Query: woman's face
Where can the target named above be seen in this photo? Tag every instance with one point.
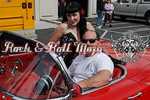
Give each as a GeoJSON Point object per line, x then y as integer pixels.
{"type": "Point", "coordinates": [73, 18]}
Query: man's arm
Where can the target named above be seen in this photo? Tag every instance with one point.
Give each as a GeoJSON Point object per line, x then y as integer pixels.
{"type": "Point", "coordinates": [100, 79]}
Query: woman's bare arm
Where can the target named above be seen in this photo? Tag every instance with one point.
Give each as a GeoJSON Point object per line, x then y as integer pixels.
{"type": "Point", "coordinates": [58, 32]}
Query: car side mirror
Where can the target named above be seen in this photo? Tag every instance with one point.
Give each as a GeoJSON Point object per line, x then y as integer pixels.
{"type": "Point", "coordinates": [43, 84]}
{"type": "Point", "coordinates": [76, 90]}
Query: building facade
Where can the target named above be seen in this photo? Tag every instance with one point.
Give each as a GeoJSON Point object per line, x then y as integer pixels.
{"type": "Point", "coordinates": [49, 8]}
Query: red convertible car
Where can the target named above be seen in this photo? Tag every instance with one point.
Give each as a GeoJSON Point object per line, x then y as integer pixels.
{"type": "Point", "coordinates": [29, 75]}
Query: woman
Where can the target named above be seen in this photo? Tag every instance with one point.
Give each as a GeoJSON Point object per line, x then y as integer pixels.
{"type": "Point", "coordinates": [71, 29]}
{"type": "Point", "coordinates": [72, 23]}
{"type": "Point", "coordinates": [108, 12]}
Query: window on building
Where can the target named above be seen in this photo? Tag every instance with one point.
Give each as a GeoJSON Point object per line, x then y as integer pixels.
{"type": "Point", "coordinates": [125, 1]}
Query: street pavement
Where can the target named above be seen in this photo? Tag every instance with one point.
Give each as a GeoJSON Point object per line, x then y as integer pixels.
{"type": "Point", "coordinates": [119, 28]}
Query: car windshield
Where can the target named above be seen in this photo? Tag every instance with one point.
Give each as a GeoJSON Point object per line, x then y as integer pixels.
{"type": "Point", "coordinates": [31, 76]}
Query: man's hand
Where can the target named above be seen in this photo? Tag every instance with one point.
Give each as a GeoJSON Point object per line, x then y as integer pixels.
{"type": "Point", "coordinates": [100, 79]}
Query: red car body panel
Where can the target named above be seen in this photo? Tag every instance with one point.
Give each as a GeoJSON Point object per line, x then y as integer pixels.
{"type": "Point", "coordinates": [134, 86]}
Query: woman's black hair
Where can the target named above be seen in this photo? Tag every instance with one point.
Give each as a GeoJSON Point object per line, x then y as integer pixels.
{"type": "Point", "coordinates": [72, 7]}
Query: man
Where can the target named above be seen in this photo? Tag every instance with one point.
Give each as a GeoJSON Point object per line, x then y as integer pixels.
{"type": "Point", "coordinates": [100, 10]}
{"type": "Point", "coordinates": [91, 69]}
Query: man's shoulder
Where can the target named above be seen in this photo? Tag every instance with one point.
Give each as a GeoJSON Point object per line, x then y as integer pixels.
{"type": "Point", "coordinates": [101, 55]}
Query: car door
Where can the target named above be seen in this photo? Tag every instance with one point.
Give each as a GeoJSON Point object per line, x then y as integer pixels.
{"type": "Point", "coordinates": [117, 7]}
{"type": "Point", "coordinates": [132, 7]}
{"type": "Point", "coordinates": [124, 7]}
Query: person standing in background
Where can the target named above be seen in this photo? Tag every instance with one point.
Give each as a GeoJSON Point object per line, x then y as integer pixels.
{"type": "Point", "coordinates": [100, 10]}
{"type": "Point", "coordinates": [108, 12]}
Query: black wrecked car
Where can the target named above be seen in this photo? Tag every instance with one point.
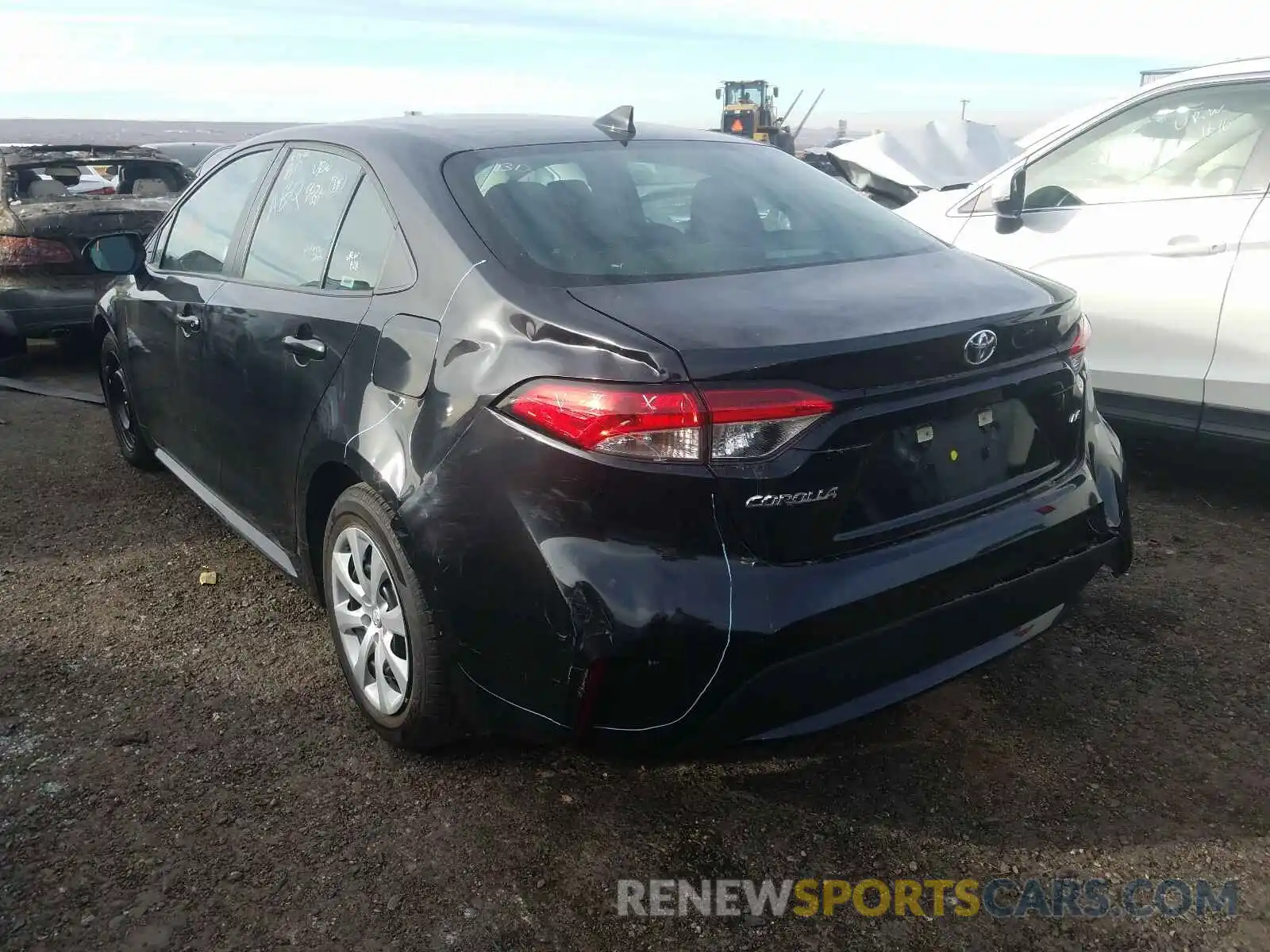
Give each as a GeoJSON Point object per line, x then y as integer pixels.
{"type": "Point", "coordinates": [55, 198]}
{"type": "Point", "coordinates": [567, 457]}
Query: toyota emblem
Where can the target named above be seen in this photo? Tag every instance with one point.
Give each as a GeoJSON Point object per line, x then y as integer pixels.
{"type": "Point", "coordinates": [979, 348]}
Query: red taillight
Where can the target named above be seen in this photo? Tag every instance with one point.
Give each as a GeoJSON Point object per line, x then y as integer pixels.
{"type": "Point", "coordinates": [667, 424]}
{"type": "Point", "coordinates": [31, 253]}
{"type": "Point", "coordinates": [656, 424]}
{"type": "Point", "coordinates": [749, 424]}
{"type": "Point", "coordinates": [1083, 336]}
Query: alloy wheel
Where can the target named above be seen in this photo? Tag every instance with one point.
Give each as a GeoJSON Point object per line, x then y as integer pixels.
{"type": "Point", "coordinates": [368, 611]}
{"type": "Point", "coordinates": [120, 405]}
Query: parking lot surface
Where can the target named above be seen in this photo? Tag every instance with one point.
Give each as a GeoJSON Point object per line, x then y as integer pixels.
{"type": "Point", "coordinates": [181, 766]}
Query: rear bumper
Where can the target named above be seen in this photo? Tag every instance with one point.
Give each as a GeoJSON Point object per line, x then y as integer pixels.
{"type": "Point", "coordinates": [850, 679]}
{"type": "Point", "coordinates": [733, 649]}
{"type": "Point", "coordinates": [40, 305]}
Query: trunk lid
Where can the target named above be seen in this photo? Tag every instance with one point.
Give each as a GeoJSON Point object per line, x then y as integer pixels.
{"type": "Point", "coordinates": [75, 221]}
{"type": "Point", "coordinates": [918, 436]}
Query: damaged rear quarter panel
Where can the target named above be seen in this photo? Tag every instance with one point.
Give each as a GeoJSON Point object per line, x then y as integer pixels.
{"type": "Point", "coordinates": [501, 524]}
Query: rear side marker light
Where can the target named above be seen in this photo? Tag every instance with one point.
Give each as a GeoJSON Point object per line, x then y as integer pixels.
{"type": "Point", "coordinates": [667, 424]}
{"type": "Point", "coordinates": [32, 253]}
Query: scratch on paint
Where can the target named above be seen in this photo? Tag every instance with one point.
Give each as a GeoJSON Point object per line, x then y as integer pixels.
{"type": "Point", "coordinates": [727, 644]}
{"type": "Point", "coordinates": [398, 403]}
{"type": "Point", "coordinates": [446, 310]}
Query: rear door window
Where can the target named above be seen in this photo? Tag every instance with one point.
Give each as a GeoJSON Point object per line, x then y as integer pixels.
{"type": "Point", "coordinates": [200, 238]}
{"type": "Point", "coordinates": [364, 243]}
{"type": "Point", "coordinates": [298, 225]}
{"type": "Point", "coordinates": [588, 213]}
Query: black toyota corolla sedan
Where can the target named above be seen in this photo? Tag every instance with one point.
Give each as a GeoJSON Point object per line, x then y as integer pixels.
{"type": "Point", "coordinates": [605, 431]}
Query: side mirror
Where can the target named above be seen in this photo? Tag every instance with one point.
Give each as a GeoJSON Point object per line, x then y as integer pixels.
{"type": "Point", "coordinates": [116, 254]}
{"type": "Point", "coordinates": [1007, 201]}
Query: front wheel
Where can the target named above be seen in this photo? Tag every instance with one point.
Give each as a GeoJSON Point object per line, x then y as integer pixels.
========================
PROBLEM:
Return every line of the entries above exactly as it appears, with the pictures left out.

FINAL RESULT:
Query: woman's face
Where can the target named above be seen in this photo? Tag every instance with one point.
Give each as a GeoJSON Point object per line, x then y as integer pixels.
{"type": "Point", "coordinates": [73, 18]}
Query: man's arm
Where can the target named above be seen in this photo? Tag every instance with one point.
Give each as a GeoJSON Point object per line, x then y as integer pixels.
{"type": "Point", "coordinates": [100, 79]}
Query: woman's bare arm
Where can the target named above be seen in this photo? Tag every instance with one point.
Give each as a GeoJSON Point object per line, x then y as integer pixels.
{"type": "Point", "coordinates": [58, 32]}
Query: car side mirror
Where can the target named above be seen in this photo? Tag every instance with one point.
Give each as a GeoJSON Point object per line, x then y as integer pixels.
{"type": "Point", "coordinates": [43, 84]}
{"type": "Point", "coordinates": [76, 90]}
Query: building facade
Where can the target named above be seen in this photo? Tag every instance with one point.
Give each as a GeoJSON Point object per line, x then y as integer pixels.
{"type": "Point", "coordinates": [49, 8]}
Query: red convertible car
Where can the target named above be seen in this photo? Tag every instance with one point.
Give each as a GeoJSON Point object per line, x then y as integer pixels.
{"type": "Point", "coordinates": [29, 75]}
Query: woman
Where can the target named above be seen in this photo? Tag every instance with one point.
Give each as a GeoJSON Point object per line, x then y as integer pixels.
{"type": "Point", "coordinates": [71, 29]}
{"type": "Point", "coordinates": [72, 23]}
{"type": "Point", "coordinates": [108, 12]}
Query: window on building
Where can the target named above be seen in this photo? Tag every instance with one point.
Give each as a GeoJSON Point object per line, x then y as integer pixels.
{"type": "Point", "coordinates": [125, 1]}
Query: street pavement
Where can the target named above be seen in this photo? Tag every instance with one point.
Give each as a GeoJSON Point object per line, x then y as integer pixels.
{"type": "Point", "coordinates": [119, 28]}
Query: car windshield
Where can the target named above be seen in this photo? Tag every instance with one point.
Give each as a GeoJSON Point object per line, x then y as integer pixels.
{"type": "Point", "coordinates": [31, 76]}
Query: man's hand
Where can the target named above be seen in this photo? Tag every instance with one point.
Give each as a GeoJSON Point object per line, x then y as integer pixels.
{"type": "Point", "coordinates": [100, 79]}
Query: red car body panel
Where can the target named above be seen in this photo? Tag every instance with one point.
Give each as a GeoJSON Point object per line, x then y as integer pixels.
{"type": "Point", "coordinates": [134, 86]}
Query: woman's black hair
Where can the target named above be seen in this photo? Tag every instance with one point.
Give each as a GeoJSON Point object per line, x then y as integer pixels.
{"type": "Point", "coordinates": [72, 7]}
Query: man
Where can the target named above be seen in this photo? Tag every instance with one point.
Give each as a GeoJSON Point object per line, x then y as integer pixels.
{"type": "Point", "coordinates": [100, 10]}
{"type": "Point", "coordinates": [91, 69]}
Query: man's shoulder
Where can the target named above be seen in this photo? Tag every instance with one point.
Give each as a GeoJSON Point object per line, x then y as integer pixels.
{"type": "Point", "coordinates": [101, 55]}
Query: car door
Where can the target named above be seen in this photo? Tag every instance with one point.
Give each as a GeoJSON Point object per line, x then y as integer pixels.
{"type": "Point", "coordinates": [117, 7]}
{"type": "Point", "coordinates": [132, 7]}
{"type": "Point", "coordinates": [124, 7]}
Query: person standing in background
Where can the target named above be seen in this photo? Tag every instance with one point.
Give each as a GeoJSON Point object per line, x then y as integer pixels.
{"type": "Point", "coordinates": [100, 10]}
{"type": "Point", "coordinates": [108, 12]}
Query: black wrecked car
Where can the target named above be seen in this photo? Tag every instance with one point.
Give each as a GeoJSON Point object per line, x then y as integer pixels.
{"type": "Point", "coordinates": [55, 198]}
{"type": "Point", "coordinates": [567, 457]}
Query: toyota emblem
Where can the target named above be seen in this photo? Tag every instance with one point.
Give each as a GeoJSON Point object per line, x then y as integer pixels.
{"type": "Point", "coordinates": [979, 348]}
Query: red taillight
Where can the target named above be seen in this photo? Tag every instance with one point.
Give each as a GeoJSON Point object per line, x then y as integer pixels.
{"type": "Point", "coordinates": [667, 424]}
{"type": "Point", "coordinates": [31, 253]}
{"type": "Point", "coordinates": [656, 424]}
{"type": "Point", "coordinates": [749, 424]}
{"type": "Point", "coordinates": [1083, 336]}
Query: alloy wheel
Where can the target named above be seen in this photo? Tag every instance with one point.
Give each as a GeoJSON Point object per line, x then y as integer pixels.
{"type": "Point", "coordinates": [368, 611]}
{"type": "Point", "coordinates": [120, 405]}
Query: parking lot surface
Where can the target named above be seen in this photo? Tag every instance with one point.
Give each as a GeoJSON Point object per line, x then y as integer pixels.
{"type": "Point", "coordinates": [181, 766]}
Query: rear bumper
Where can the target named above be seen in this photo? Tag every instance with one point.
Give each as a GeoJSON Point object per line, x then y as integer pixels.
{"type": "Point", "coordinates": [850, 679]}
{"type": "Point", "coordinates": [733, 649]}
{"type": "Point", "coordinates": [40, 305]}
Query: trunk lid
Where can the target named above be seen in this photo? Tag every instance with one point.
Give each as a GeoJSON Point object per line, x then y as integer pixels.
{"type": "Point", "coordinates": [75, 221]}
{"type": "Point", "coordinates": [918, 436]}
Query: damaged rear quarter panel
Where can the target named above be seen in this photo? Tag every instance with one point.
Give each as a GeoJSON Point object per line, x then y as integer pixels.
{"type": "Point", "coordinates": [501, 524]}
Query: rear side marker light
Where can the target named above be seen in this photo? Tag every instance with one point.
Give each as a GeoJSON Point object per line, x then y as integer pixels.
{"type": "Point", "coordinates": [667, 424]}
{"type": "Point", "coordinates": [32, 253]}
Query: scratch on paint
Where can the target named above be seen in this photo? Tag every instance with one point.
Give each as a GeoJSON Point object per line, x then y as integer pixels.
{"type": "Point", "coordinates": [727, 644]}
{"type": "Point", "coordinates": [398, 403]}
{"type": "Point", "coordinates": [446, 310]}
Query: rear door window
Where can the target named above be seen in this photo? Tag every instance with one point.
Give each as a GeoJSON Point object per line, x then y as integer pixels.
{"type": "Point", "coordinates": [200, 238]}
{"type": "Point", "coordinates": [364, 243]}
{"type": "Point", "coordinates": [298, 225]}
{"type": "Point", "coordinates": [588, 213]}
Query: black toyota corolla sedan
Where can the target named above be seen in this photo? Tag every instance with one point.
Give each as a GeoJSON Point object per line, x then y as integer pixels.
{"type": "Point", "coordinates": [605, 431]}
Query: side mirror
Where can the target named above be seen in this photo? Tag every instance with one point.
Give each as a GeoJSON Point object per line, x then y as integer pixels.
{"type": "Point", "coordinates": [116, 254]}
{"type": "Point", "coordinates": [1007, 201]}
Query: front wheel
Where can the target named above be seen in this photo? Tag every instance with one point.
Give each as a GeoJSON Point object per line, x then y as integer pixels.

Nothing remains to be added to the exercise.